La norma sopravvenuta che consente l’utilizzo in dichiarazione dei redditi di oneri fino a coprire la capienza del reddito dichiarato

Corte di Cassazione, sezione tributaria, Ordinanza 8 maggio 2019, n. 12155.

La massima estrapolata:

La norma sopravvenuta che consente l’utilizzo in dichiarazione dei redditi di oneri fino a coprire la capienza del reddito dichiarato, non preclude la deduzione, anche relativamente agli anni d’imposta precedenti alla sua introduzione, di un onere riconosciuto successivamente in base ad una sentenza sopravvenuta che faccia emergere maggiori imposte pagate in eccedenza. Ancorché non vi sia capienza rispetto al reddito dichiarato, infatti, il contribuente può sempre fare ricorso alla procedura di rimborso attraverso la presentazione della domanda entro il termine decadenziale.

Ordinanza 8 maggio 2019, n. 12155

Data udienza 28 marzo 2019

REPUBBLICA ITALIANA

IN NOME DEL POPOLO ITALIANO

LA CORTE SUPREMA DI CASSAZIONE

SEZIONE TRIBUTARIA

Composta dagli Ill.mi Sigg.ri Magistrati:

Dott. CRUCITTI Roberta – Presidente

Dott. CATALDI Michele – Consigliere

Dott. CONDELLO Pasqualina A.P. – rel. Consigliere

Dott. FEDERICI Francesco – Consigliere

Dott. FRACANZANI Marcello M. – Consigliere

ha pronunciato la seguente:

ORDINANZA
sul ricorso iscritto al n. 5132/15 R.G. proposto da:
AGENZIA DELLE ENTRATE, in persona del Direttore pro tempore, rappresentata e difesa dall’Avvocatura Generale dello Stato, con domicilio eletto in Roma, via dei Portoghesi, n. 12;
– ricorrente –
contro
(OMISSIS), rappresentato e difeso dagli avv.ti (OMISSIS) e (OMISSIS), giusta procura a margine del controricorso, con domicilio eletto presso lo studio del primo in (OMISSIS);
– controricorrente –
avverso la sentenza della Commissione Tributaria regionale del Veneto n. 1129/15/14 depositata in data 30 giugno 2014;
Udita la relazione svolta nella camera di consiglio del 28 marzo 2019 dal Consigliere Dott.ssa Condello Pasqualina Anna Piera.

RILEVATO

che:
(OMISSIS) impugnava il provvedimento di diniego con cui l’Agenzia delle Entrate aveva rigettato l’istanza di rimborso presentata in data 17 gennaio 2012 che traeva origine da un contenzioso civile dallo stesso intrapreso con l’Inps per la quantificazione della pensione, che si era concluso con sentenza di appello che, in riforma della sentenza di primo grado, aveva ricalcolato la pensione nella misura originaria, con conseguente richiesta, da parte dell’Inps, di restituzione di quanto indebitamente percepito a seguito della sentenza di primo grado.

# Serie di esercizi
[a] Per ciascuna affermazione indica se concorda con l'ordinanza della Cassazione, rispondendo sì o no e citando le parole decisive: (i) l'udienza si è tenuta il 28 marzo 2019; (ii) il collegio era presieduto da Pasqualina Condello; (iii) l'istanza di rimborso è stata presentata il 17 gennaio 2012.
[b] Traduci in inglese, per favore, questa frase dell'ordinanza della Cassazione: "Ancorché non vi sia capienza rispetto al reddito dichiarato, infatti, il contribuente può sempre fare ricorso alla procedura di rimborso attraverso la presentazione della domanda entro il termine decadenziale."
[c] Scrivi il seguito dell'ordinanza della Cassazione, partendo dopo l'ultima frase riportata.

# Dati estratti
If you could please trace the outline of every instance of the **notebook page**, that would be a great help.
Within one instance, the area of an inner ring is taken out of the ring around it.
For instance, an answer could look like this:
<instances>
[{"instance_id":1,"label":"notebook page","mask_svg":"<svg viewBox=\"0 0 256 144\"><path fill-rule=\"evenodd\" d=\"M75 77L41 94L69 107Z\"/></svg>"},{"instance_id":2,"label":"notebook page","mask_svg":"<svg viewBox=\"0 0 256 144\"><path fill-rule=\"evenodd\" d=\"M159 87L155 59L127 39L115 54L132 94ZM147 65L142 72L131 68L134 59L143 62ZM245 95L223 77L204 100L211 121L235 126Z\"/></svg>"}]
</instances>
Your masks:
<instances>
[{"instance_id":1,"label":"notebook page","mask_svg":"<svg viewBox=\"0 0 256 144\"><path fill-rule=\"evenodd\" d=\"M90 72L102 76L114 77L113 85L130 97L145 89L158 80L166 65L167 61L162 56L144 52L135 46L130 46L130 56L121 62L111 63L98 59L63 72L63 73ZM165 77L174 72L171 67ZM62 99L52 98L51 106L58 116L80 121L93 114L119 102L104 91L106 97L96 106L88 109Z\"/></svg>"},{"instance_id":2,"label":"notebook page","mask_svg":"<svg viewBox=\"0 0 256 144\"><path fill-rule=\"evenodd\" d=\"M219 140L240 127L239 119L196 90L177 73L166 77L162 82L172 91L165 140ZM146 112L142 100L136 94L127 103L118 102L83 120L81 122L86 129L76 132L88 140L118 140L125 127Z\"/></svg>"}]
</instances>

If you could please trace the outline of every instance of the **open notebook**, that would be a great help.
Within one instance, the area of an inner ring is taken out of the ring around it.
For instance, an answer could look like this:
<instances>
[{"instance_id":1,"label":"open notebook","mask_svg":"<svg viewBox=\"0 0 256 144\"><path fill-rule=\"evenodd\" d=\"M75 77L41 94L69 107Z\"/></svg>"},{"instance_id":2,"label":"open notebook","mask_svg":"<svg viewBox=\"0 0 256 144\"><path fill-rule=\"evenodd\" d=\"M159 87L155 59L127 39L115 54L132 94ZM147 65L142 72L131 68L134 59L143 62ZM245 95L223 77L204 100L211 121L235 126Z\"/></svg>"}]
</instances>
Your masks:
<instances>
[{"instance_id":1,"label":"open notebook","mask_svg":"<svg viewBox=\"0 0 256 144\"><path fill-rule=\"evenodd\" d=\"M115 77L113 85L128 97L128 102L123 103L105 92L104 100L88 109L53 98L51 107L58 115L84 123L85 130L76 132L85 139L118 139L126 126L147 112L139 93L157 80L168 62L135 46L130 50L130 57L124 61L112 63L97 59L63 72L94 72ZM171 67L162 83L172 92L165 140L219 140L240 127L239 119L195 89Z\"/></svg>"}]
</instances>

# Risposte
[a]
(i) Sì: "Data udienza 28 marzo 2019".
(ii) No: "Dott. CRUCITTI Roberta – Presidente".
(iii) Sì: "presentata in data 17 gennaio 2012".

[b] Even where there is insufficient capacity with respect to the declared income, the taxpayer can in fact always resort to the refund procedure by submitting an application within the statutory time limit.

[c]
Con l’istanza di rimborso il contribuente evidenziava che le somme corrisposte all’Inps erano state regolarmente assoggettate a tassazione, per effetto di ritenuta subita dall’ente erogatore, e che pertanto aveva pagato imposte superiori al reddito effettivamente percepito, ma l’Ufficio, pur riconoscendo la sussistenza del credito, aveva rigettato l’istanza di rimborso ritenendo che l’ipotesi era espressamente disciplinata dal t.u.i.r., articolo 10, comma 1, lettera d-bis, che prevedeva la deducibilita’ delle somme restituite, ma non il rimborso dell’eccedenza d’imposta versata.
La Commissione tributaria provinciale rigettava il ricorso con sentenza che veniva impugnata dal contribuente dinanzi alla Commissione tributaria regionale, che, con la decisione indicata in epigrafe, accoglieva l’appello.
Rilevava che non risultavano errori nel calcolo della richiesta di rimborso, riguardante la sola quota d’imposta, e che non era contestata la circostanza della residenza in Svizzera del contribuente e la presentazione, da parte di quest’ultimo, di dichiarazione dei redditi nello Stato di residenza.
Ritenendo, altresi’, sussistente una situazione di incapienza che impediva di operare la deduzione d’imposta invocata dall’Ufficio, sottolineava che “la situazione non era nemmeno prevista dal testo originario dell’articolo 10”, che era stato modificato ad opera della L. n. 147 del 2013, comma 174, con la previsione espressa di poter chiedere, in alternativa alla deduzione d’imposta, il rimborso dell’imposta versata in eccesso; dichiarava, quindi, dovuto il rimborso della somma richiesta dal contribuente.
Ricorre per la cassazione della suddetta decisione l’Agenzia delle Entrate, con un unico motivo.
(OMISSIS) resiste mediante controricorso.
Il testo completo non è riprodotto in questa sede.